<<<<

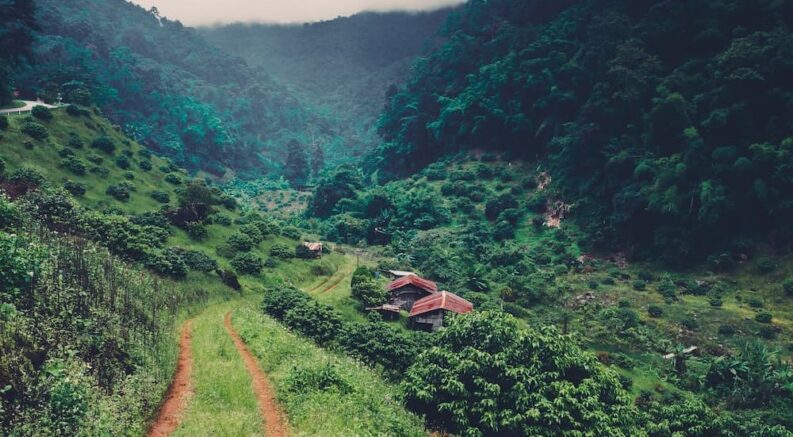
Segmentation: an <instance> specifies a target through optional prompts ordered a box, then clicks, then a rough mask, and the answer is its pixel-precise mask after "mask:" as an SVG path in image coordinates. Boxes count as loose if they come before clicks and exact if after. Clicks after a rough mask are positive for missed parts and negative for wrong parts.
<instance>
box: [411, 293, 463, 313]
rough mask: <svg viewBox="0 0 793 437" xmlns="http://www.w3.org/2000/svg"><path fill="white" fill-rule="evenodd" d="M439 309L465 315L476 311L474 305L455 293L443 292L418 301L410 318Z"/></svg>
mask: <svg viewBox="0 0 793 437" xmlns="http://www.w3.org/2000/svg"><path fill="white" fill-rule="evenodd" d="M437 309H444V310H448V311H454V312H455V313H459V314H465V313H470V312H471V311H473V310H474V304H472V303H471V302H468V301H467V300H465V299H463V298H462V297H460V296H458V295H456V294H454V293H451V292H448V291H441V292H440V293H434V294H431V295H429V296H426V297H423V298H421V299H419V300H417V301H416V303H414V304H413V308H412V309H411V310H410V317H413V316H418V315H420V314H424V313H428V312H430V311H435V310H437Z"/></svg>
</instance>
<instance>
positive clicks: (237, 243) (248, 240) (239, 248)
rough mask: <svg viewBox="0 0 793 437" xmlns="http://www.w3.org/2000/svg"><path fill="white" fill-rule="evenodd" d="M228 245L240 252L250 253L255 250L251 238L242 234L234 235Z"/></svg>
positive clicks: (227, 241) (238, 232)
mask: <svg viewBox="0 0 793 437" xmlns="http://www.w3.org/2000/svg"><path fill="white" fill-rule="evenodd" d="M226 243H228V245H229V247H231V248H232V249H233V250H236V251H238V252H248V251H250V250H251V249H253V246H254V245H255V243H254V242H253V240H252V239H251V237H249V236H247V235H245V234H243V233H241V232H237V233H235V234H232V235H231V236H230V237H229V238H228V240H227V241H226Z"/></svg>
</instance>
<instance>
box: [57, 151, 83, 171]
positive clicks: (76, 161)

>>>>
<<<<

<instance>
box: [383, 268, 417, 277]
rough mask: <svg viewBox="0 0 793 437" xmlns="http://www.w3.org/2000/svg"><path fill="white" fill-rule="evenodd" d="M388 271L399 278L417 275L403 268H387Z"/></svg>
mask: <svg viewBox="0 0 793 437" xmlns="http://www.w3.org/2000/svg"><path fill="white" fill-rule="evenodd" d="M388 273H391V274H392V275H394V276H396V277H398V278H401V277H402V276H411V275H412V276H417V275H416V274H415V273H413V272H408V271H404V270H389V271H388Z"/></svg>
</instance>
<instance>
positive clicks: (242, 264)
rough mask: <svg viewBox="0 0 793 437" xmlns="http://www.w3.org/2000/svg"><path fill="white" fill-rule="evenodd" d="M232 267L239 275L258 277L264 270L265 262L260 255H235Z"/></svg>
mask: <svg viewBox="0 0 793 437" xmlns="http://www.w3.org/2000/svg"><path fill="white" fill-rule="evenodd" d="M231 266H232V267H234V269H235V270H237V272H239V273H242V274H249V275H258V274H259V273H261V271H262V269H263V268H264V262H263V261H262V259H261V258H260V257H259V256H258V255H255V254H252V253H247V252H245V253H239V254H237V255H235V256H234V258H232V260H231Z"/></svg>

>>>>

Beginning with the line above that contains "positive clicks: (237, 243)", copy each line exactly up to and including the line that contains "245L240 252L250 253L255", and go no further.

Result of the task
positive clicks: (237, 243) (248, 240) (239, 248)
rough mask: <svg viewBox="0 0 793 437" xmlns="http://www.w3.org/2000/svg"><path fill="white" fill-rule="evenodd" d="M228 245L240 252L250 253L255 250L251 238L242 234L234 235Z"/></svg>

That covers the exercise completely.